───── BRANO RIPORTATO
Insomma uno spettacolo densissimo: il cui limite (pur nell'inesausta varietà delle immagini) è semmai quello di scoprire in poco tempo le proprie carte, con il rischio, sulla distanza, di avvitarsi un po' su se stesso. Quello che poteva essere l'altro difetto – una segmentazione narrativa, dato che le sollecitazioni visive di Ai Weiwei tendono a procedere per paratassi – invece non è tale, perché, magari preterintenzionalmente, entra in dialettica con i segnali che provengono dal podio. Attenta più all'anatomizzazione del substrato sinfonico che alla cantabilità, anche la Lyniv punta a una lettura analitica piuttosto che sintetica: una concertazione sensibile soprattutto alla componente ritmica e al fronte tagliente, percussivo, “stravinskiano” della partitura (i primi minuti sono assai efficaci al riguardo, grazie pure alla robusta declamazione del Mandarino di Ganchuk); e che entro questi confini si muove molto bene, anche perché tanto l'orchestra quanto il coro dell'Opera di Roma rispondono in pieno alle sue sollecitazioni. Meno convincente la scelta – oggi quasi una moda più che una scelta estetica – di fermare l'opera al momento della morte di Liù, rinunciando all'umile e tutt'altro che disprezzabile completamento di Franco Alfano.
──────────
───── DATI FORNITI
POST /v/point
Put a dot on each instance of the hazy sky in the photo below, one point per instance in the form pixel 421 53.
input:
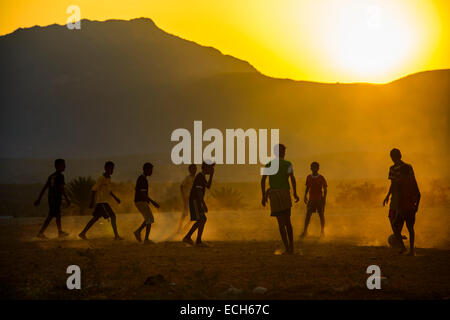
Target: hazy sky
pixel 319 40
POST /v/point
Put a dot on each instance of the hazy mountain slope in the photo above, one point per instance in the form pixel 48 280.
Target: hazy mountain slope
pixel 121 87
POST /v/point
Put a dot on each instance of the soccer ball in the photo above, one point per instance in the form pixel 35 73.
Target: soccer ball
pixel 393 242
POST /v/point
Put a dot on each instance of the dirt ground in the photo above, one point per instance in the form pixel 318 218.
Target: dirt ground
──────────
CONSEGNA A:
Secondo la recensione dello spettacolo, quale scelta risulta meno convincente?
CONSEGNA B:
Prosegui la recensione dello spettacolo a partire dalla sua ultima frase.
Le righe non hanno alcun legame con la recensione.

RISPOSTA SCRITTA A:
Fermare l'opera al momento della morte di Liù, rinunciando al completamento di Franco Alfano.

RISPOSTA SCRITTA B:
Cast di personalità non debordanti, come spesso è nel destino di spettacoli operistici incentrati sulla parte visiva. La migliore in campo – e non di poco – è la Liù di Francesca Dotto, bellezza moderna al servizio di una voce “antica”, che conosce l'arte dei “filati” soavi e del vibrato suggestivo ma non invasivo. A fronte di così ben dosato lirismo, Oksana Dyka rischia di apparire una protagonista sopra le righe: ma gli eccessi di sottolineatura sono, più che altro, il frutto di una voce sottodimensionata rispetto ai desiderata del personaggio, vocalmente aggredito nella speranza di aggirarne le difficoltà. E ancor più impari al ruolo è il Calaf di Michael Fabiano, insipido nella soave malinconia di Non piangere, Liù non meno che nello slancio eroico di Nessun dorma, anche se un bell'applauso dopo «Vincerò!» oggi non lo si nega più a nessuno. Più affidabile Antonio Di Matteo, ma dare l'ultima battuta a Timur (come avviene chiudendo con la morte di Liù) richiederebbe forse un basso più incisivo.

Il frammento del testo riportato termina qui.